Without changing a single word, restate the entries below.
INPUT FOR THIS TASK: Begin
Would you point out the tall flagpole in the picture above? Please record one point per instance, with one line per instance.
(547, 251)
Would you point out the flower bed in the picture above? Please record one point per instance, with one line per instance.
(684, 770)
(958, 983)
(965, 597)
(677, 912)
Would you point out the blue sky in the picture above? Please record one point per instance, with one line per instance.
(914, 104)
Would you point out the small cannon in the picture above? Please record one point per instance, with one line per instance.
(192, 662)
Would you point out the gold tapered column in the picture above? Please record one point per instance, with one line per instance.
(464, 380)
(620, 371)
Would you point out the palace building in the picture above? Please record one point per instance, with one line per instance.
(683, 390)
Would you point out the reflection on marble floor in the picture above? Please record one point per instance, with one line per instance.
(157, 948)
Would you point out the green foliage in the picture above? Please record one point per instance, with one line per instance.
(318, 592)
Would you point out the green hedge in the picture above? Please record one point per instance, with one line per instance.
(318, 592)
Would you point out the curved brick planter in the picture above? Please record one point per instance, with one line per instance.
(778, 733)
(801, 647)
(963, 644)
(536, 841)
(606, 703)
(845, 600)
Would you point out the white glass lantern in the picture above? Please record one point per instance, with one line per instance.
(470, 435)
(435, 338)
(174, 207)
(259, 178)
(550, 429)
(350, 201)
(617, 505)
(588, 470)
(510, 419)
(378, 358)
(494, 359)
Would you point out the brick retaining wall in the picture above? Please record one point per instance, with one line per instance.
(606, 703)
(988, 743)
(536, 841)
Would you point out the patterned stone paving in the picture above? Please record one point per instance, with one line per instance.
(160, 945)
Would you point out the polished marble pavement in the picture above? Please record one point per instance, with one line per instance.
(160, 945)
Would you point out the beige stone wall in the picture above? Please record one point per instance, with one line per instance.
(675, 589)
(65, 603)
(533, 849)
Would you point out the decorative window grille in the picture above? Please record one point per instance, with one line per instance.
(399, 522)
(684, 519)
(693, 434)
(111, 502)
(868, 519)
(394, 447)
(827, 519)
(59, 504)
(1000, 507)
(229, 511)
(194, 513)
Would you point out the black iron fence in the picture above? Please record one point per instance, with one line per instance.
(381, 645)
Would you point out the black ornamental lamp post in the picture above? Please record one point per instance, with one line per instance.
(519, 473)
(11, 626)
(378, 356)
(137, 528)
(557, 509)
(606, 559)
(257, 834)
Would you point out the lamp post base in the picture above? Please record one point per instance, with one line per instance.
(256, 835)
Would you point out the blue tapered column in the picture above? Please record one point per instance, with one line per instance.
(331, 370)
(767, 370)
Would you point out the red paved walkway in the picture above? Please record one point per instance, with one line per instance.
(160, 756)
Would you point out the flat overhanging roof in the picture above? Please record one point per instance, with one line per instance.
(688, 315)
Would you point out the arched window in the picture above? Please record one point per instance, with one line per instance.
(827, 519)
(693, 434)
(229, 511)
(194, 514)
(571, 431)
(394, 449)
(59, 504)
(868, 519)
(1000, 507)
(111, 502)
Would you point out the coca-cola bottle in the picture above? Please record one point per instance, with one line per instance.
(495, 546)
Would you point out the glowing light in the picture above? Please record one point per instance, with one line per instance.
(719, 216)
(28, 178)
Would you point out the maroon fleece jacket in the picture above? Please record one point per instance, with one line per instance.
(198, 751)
INPUT FOR THIS TASK: End
== EXERCISE ANSWER ==
Would you point out the tall flagpole in the picture above? Please record one point per instance, with one line per instance.
(547, 251)
Would you point out the flower bed in the picture above? Please record one point per instance, with one line per instance.
(684, 770)
(958, 983)
(965, 597)
(677, 912)
Would you point out the blue sky in the picture above? Please record one point per instance, with one line per instance.
(914, 104)
Would you point out the small cannon in the picture above? Please record one point per instance, with one line per instance.
(192, 662)
Would you point out the gold tapered column in the picture above? Please record one point per instance, with one line per instance.
(464, 380)
(620, 371)
Would you point out the palace building in the picture above? Please record one point per instance, with one line per instance.
(683, 390)
Would you point out the reflection on marble floor in the picture above? Please record one point per instance, with one line per instance.
(157, 948)
Would you point out the green foliage in the picture above? Please record one point per instance, with one line per instance.
(318, 592)
Would you point out the green hedge in the picture above? Please record one point per instance, with one line per instance.
(318, 592)
Would you point out the curved brick planter in the picture above? Please record one point per instance, with one line per instance.
(778, 733)
(801, 647)
(963, 644)
(536, 841)
(606, 703)
(845, 600)
Would you point out the white glass lantern in the picture above? Please record one point per instance, with one line per instance.
(470, 435)
(435, 338)
(174, 207)
(259, 178)
(550, 429)
(350, 201)
(617, 505)
(588, 470)
(510, 419)
(378, 358)
(494, 359)
Would you point out the brick retaining wall in the picture above? Please record one point per instance, with one line per instance.
(606, 703)
(988, 743)
(536, 841)
Would you point out the patterned stone paving in the picture above? Please record one point per instance, with one line per instance.
(160, 945)
Would you point out the polished marble pavement in the picture above? Please record one point per instance, with one line per instance.
(160, 945)
Would you point out the beige stone wall in the picture above? Please record one point per instance, with one line per instance.
(675, 589)
(65, 603)
(533, 849)
Would you point out the decorative window grille in the picture above? Please record one point per instance, with one line per instance.
(399, 522)
(684, 519)
(693, 434)
(111, 502)
(868, 519)
(394, 447)
(827, 519)
(59, 504)
(1000, 507)
(229, 511)
(194, 513)
Would you point out the black iron fence in the picture above? Please record one point per instance, with one line per instance.
(381, 645)
Would you point out the black ornamental lamp post in the picture above? Please record one point per instance, with one line per instance.
(519, 473)
(11, 626)
(378, 356)
(137, 528)
(557, 509)
(606, 559)
(257, 834)
Would you point out the lamp post base in the picture above? Please record one point per instance, with one line per instance.
(256, 835)
Would you point out the blue tapered column in the picture above? Please record one point per instance, with one line per instance.
(331, 370)
(767, 370)
Would you point out the red paved walkway in the picture above? Please record one point per instance, with one line per instance.
(160, 756)
Would you point out the flat overhanging roof in the picture above? Please record one point per instance, with one line per instance.
(688, 315)
Would you point out the arched window in the picture above? Please record one point per instance, with one line per instance.
(827, 519)
(693, 434)
(229, 511)
(194, 514)
(571, 431)
(394, 449)
(59, 504)
(868, 519)
(1000, 507)
(111, 502)
Would you point out the coca-cola bottle in the picture above? Please record one point per instance, with one line per instance.
(495, 546)
Would you point out the glowing light in the picture above? Please record one point per instance, with one line per instance.
(719, 216)
(28, 178)
Would you point out the maroon fleece jacket in the picture above? Please record one point per instance, with one line per instance.
(198, 751)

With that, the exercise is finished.